▶ _KUTIPAN HALAMAN_
++++++++++++++++++++
Sekembalinya di Tumapel, Ken Arok merencanakan strategi selanjutnya. Ken Arok memanfaatkan Kebo Ijo, seorang figur yang suka pamer dan menyombongkan diri. Ken Arok meminjamkan keris buatan Mpu Gandring kepada Kebo Ijo, yang tentu saja kemudian dipamerkan ke setiap orang. Pada suatu saat, Ken Arok menyelinap guna mengambil keris Mpu Gandring tanpa sepengetahuan Kebo Ijo, yang kemudian membunuh Tunggul Ametung, sedangkan rakyat Tumapel menyalahkan Kebo Ijo.
Dalam langkahnya untuk melakukan kudeta terhadap Tunggul Ametung, Ken Arok juga mendapat dukungan dari rakyat Tumapel dan kaum brahmana Hindu-Wisnu yang menganggap Ken Arok dapat mengembalikan kejayaan Hindu-Wisnu.
++++++++++++++++++++
▶ _DATA YANG DIBERIKAN_
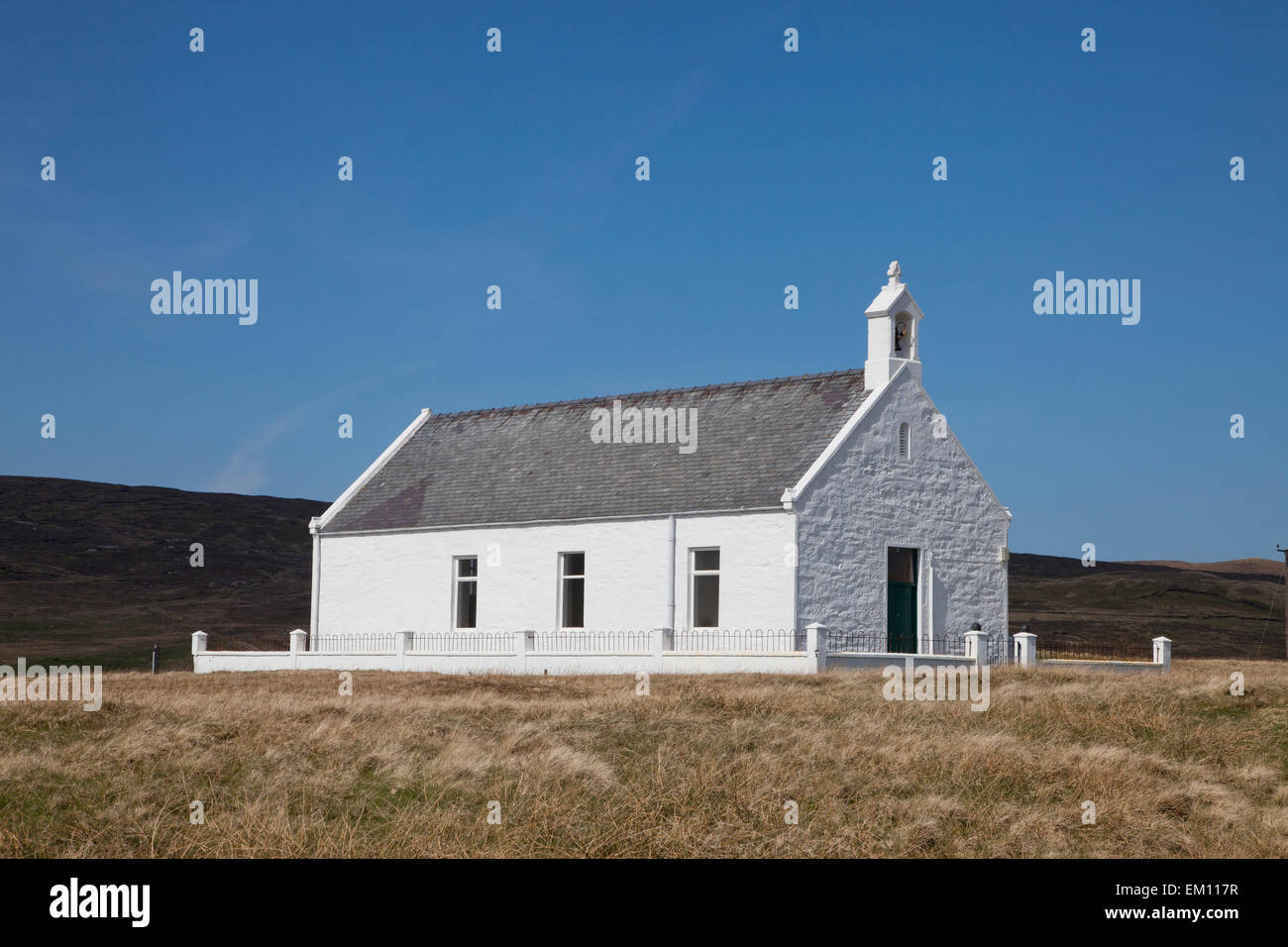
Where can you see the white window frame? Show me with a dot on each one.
++++++++++++++++++++
▶ _TUGAS_
Salin kata demi kata bagian kutipan tentang Ken Arok dari "Sekembalinya di Tumapel, Ken" sampai "mengembalikan kejayaan Hindu-Wisnu.". Mohon jawab hanya berdasarkan kutipan tentang Ken Arok.

▶ _JAWABAN BENAR_
Sekembalinya di Tumapel, Ken Arok merencanakan strategi selanjutnya. Ken Arok memanfaatkan Kebo Ijo, seorang figur yang suka pamer dan menyombongkan diri. Ken Arok meminjamkan keris buatan Mpu Gandring kepada Kebo Ijo, yang tentu saja kemudian dipamerkan ke setiap orang. Pada suatu saat, Ken Arok menyelinap guna mengambil keris Mpu Gandring tanpa sepengetahuan Kebo Ijo, yang kemudian membunuh Tunggul Ametung, sedangkan rakyat Tumapel menyalahkan Kebo Ijo.
Dalam langkahnya untuk melakukan kudeta terhadap Tunggul Ametung, Ken Arok juga mendapat dukungan dari rakyat Tumapel dan kaum brahmana Hindu-Wisnu yang menganggap Ken Arok dapat mengembalikan kejayaan Hindu-Wisnu.